Requirements: Copy every line of the records below word for word, leaving out the pictures.

== Information supplied ==

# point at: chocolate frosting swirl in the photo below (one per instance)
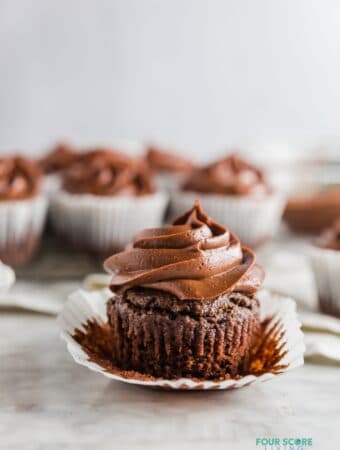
(330, 237)
(58, 159)
(20, 178)
(107, 173)
(229, 176)
(164, 161)
(194, 259)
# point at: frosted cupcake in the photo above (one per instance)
(313, 211)
(60, 158)
(185, 301)
(105, 198)
(22, 209)
(169, 168)
(325, 260)
(235, 193)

===

The solution:
# point at: chocolate frosting swirl in the photo below (one per instance)
(330, 237)
(58, 159)
(20, 178)
(107, 173)
(229, 176)
(164, 161)
(194, 259)
# point at: frosted cupcake in the photo above (one per instance)
(313, 211)
(60, 158)
(185, 301)
(105, 198)
(22, 209)
(169, 168)
(325, 260)
(235, 193)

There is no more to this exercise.